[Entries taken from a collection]
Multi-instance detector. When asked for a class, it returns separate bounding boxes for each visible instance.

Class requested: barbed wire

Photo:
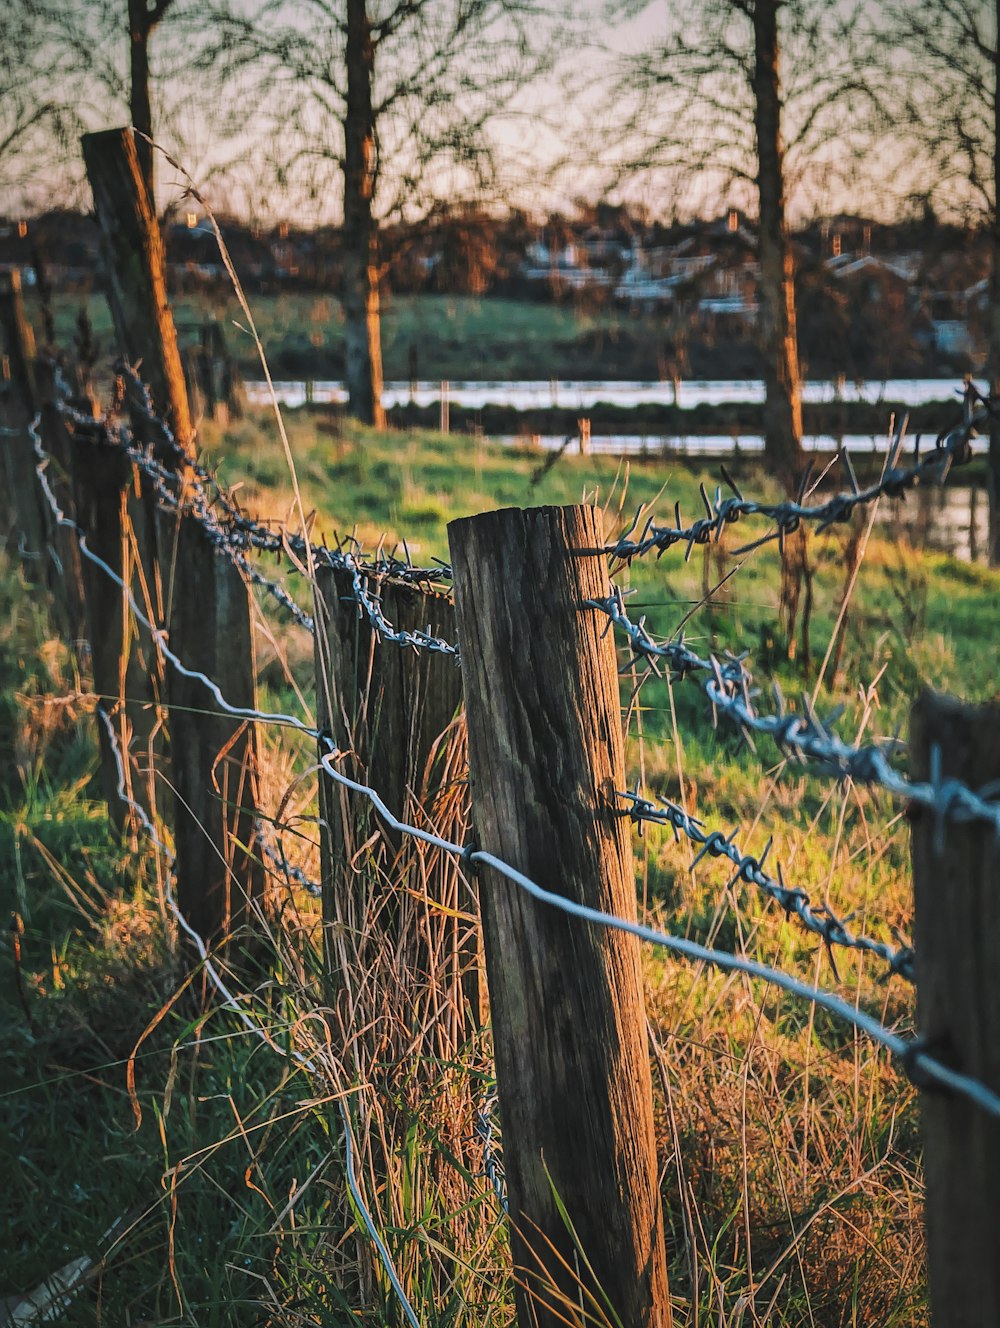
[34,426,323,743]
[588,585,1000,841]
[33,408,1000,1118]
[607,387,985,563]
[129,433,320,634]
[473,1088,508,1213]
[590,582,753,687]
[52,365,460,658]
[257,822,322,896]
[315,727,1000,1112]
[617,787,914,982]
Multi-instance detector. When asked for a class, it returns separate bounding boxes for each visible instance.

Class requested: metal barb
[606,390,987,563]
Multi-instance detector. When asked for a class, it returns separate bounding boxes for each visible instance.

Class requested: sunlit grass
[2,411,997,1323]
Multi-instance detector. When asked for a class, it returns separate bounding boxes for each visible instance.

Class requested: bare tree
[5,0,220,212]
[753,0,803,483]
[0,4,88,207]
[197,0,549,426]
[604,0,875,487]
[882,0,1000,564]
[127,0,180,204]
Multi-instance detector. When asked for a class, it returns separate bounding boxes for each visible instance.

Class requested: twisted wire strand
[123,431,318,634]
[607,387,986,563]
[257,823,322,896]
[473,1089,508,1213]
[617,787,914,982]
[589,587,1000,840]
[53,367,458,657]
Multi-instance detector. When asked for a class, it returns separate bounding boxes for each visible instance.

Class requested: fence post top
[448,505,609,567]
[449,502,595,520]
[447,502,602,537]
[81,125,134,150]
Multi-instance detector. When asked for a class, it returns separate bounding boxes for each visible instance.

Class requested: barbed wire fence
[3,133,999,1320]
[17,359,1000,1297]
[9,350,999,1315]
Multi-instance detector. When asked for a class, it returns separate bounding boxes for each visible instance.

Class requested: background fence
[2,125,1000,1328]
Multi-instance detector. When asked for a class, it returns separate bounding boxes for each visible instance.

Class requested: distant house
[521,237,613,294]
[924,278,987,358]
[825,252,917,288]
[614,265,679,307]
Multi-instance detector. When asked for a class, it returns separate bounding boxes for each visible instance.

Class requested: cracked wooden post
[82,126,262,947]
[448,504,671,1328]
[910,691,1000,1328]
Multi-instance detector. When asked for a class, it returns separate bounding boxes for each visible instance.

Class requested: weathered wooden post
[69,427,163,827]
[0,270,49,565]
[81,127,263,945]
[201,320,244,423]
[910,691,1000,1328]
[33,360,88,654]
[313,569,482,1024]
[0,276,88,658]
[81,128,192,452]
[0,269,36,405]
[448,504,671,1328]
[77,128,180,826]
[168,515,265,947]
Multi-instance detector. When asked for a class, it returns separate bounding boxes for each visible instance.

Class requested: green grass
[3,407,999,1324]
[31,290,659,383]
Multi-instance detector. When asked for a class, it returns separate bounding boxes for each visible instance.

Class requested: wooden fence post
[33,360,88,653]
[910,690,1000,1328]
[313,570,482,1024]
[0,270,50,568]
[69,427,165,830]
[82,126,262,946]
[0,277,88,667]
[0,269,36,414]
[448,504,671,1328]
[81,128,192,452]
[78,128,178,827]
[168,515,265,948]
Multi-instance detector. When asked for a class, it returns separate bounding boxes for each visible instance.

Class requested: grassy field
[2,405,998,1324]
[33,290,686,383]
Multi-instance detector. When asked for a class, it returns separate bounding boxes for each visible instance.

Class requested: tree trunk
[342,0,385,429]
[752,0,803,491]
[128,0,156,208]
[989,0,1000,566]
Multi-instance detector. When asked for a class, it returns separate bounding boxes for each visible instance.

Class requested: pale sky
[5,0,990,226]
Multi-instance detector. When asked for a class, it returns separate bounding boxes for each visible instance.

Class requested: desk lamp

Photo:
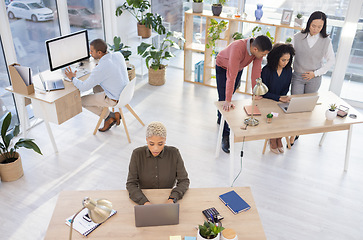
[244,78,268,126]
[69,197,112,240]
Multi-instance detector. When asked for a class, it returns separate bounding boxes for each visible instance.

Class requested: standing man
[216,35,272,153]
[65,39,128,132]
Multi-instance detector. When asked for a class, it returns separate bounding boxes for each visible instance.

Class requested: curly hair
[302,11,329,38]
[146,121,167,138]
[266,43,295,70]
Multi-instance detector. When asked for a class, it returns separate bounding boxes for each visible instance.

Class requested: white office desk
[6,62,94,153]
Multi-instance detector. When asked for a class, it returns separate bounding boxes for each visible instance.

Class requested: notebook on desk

§ **WHAT IS NEEDED**:
Print the records exactly, every one. Leave out the pictures.

§ **ANSWER SECTION**:
Multi-instance detector. When asked for a class, it returns separate bounding boxes for each visible instance.

Class requested: barbed wire

Photo:
[34,426,323,743]
[588,585,1000,841]
[33,408,1000,1118]
[607,387,985,563]
[129,433,320,634]
[473,1088,508,1213]
[590,582,753,687]
[52,365,460,658]
[257,822,322,896]
[315,727,1000,1112]
[617,787,914,982]
Multi-instance detector. When asked for a class, it returns separate bounding boxes for each visible instance.

Class requested: metal barb
[606,390,987,563]
Multi-instance detector. When asked for a class, it returns separate bounding boxes for each visible instance.

Class requested: sunlit grass
[2,411,997,1323]
Multi-instance detector. When asked for a class, it returns separate bounding boxes for each visible instance.

Class requested: bare tree
[5,0,220,212]
[753,0,803,483]
[0,4,88,207]
[197,0,549,426]
[604,0,875,487]
[882,0,1000,564]
[127,0,180,204]
Multi-instance detector. When asked for a class, it returns separate bounding boxes for each visible instance.

Class requested: twisted wire strand
[123,431,318,634]
[607,387,986,563]
[257,823,322,896]
[473,1089,508,1213]
[617,787,914,982]
[589,587,1000,840]
[53,367,458,657]
Multi-instance detector. When asked for a class, it returns separate bounding boxes for each visible instance.

Class requested: fence post top
[448,505,609,567]
[449,502,595,520]
[447,502,602,537]
[81,125,134,150]
Multi-instance detector. When asked for a class, it returns separate bounding boxes for each visible instance.

Class requested: barbed wire fence
[3,133,999,1320]
[17,359,1000,1297]
[9,350,999,1315]
Multi-instance detector. When asked for a class, it returns separate bounding boxes for each visible instance.

Class requested: background fence
[2,125,1000,1328]
Multi-instance detector. When asked for a class, it returns separate bounding boxes for each visible instance.

Class requested: distant house
[521,237,613,294]
[924,278,987,358]
[825,252,917,288]
[614,265,679,307]
Multi-instance detector. When asked for a class, it returns separate bounding boxes for each visible instance.

Class requested: cracked wooden post
[82,126,262,947]
[448,504,671,1328]
[910,691,1000,1328]
Multi-instance detector. When asked for a class, it returns separate bounding boxes for each visible instance.

Class requested: weathered wooden post
[69,427,163,827]
[0,270,49,565]
[81,127,263,945]
[201,320,244,423]
[910,691,1000,1328]
[33,360,88,654]
[313,569,482,1024]
[0,276,88,658]
[81,128,192,452]
[0,269,36,405]
[448,504,671,1328]
[77,128,180,826]
[168,515,265,947]
Multi-instance detector. When asked for a class, it returns separate bounding boxes for each visible instance.

Class requested: green grass
[3,407,999,1324]
[31,290,659,383]
Multi-instance detector. When asked for a class, it returns separate bounding boxes for each visible instance.

Class requested: wooden fence post
[33,360,88,653]
[910,690,1000,1328]
[313,570,482,1024]
[0,270,50,568]
[69,427,165,830]
[82,126,262,946]
[0,277,88,667]
[0,269,36,414]
[448,504,671,1328]
[81,128,192,452]
[78,128,178,827]
[168,515,265,948]
Multi-instance detector. When asked for a class, it returns separate bounding boxes for each visible instance.

Class requested: grassy field
[2,405,998,1324]
[33,290,686,383]
Multi-instance detector. When asked for a class, it returns separate bounding boxes for each visible instance.

Class requested: tree trunk
[342,0,385,429]
[752,0,803,491]
[128,0,156,208]
[989,0,1000,566]
Multi-instance detector. When asked for a class, it returns separate bounding boxes for each visible instance.

Class requested: pale sky
[5,0,990,226]
Multi-instance detector. When asked for a class, it returns separate bounding boxes for each visible instance.

Class requested: desk lamp

Photo:
[244,78,268,126]
[69,197,112,240]
Multi-instance detector. When asked for a class, it returns separate bounding boxes for each visible instance.

Class requested: standing man
[216,35,272,153]
[65,39,128,132]
Multi-instance detector. When asked for a class, it returns separate bounding boxes for each visible instance.

Class requested: curly hair
[302,11,329,38]
[146,121,167,138]
[266,43,295,70]
Multi-instance detector. When asked for a class, it returns separate bounding boxes for each visible instance.

Class requested: white office desk
[6,62,94,153]
Multi-instance detector. When asked for a class, it returns separate bounding boxes for each visible instance.

Class requested: notebook on desk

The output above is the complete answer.